## PROBLEM TO WORK ON
Arrange the records below as a two-column CSV with the headers instruction and response. Give one row per record, with the record's text in one quoted field and its answer in the other, and turn any line breaks into spaces.

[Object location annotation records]

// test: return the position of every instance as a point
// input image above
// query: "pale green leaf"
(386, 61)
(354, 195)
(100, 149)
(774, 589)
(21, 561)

## THE OUTPUT
instruction,response
"// test: return the position of every instance as a point // input image above // query: ""pale green leaf""","(386, 61) (354, 195) (100, 149) (774, 589) (21, 561)"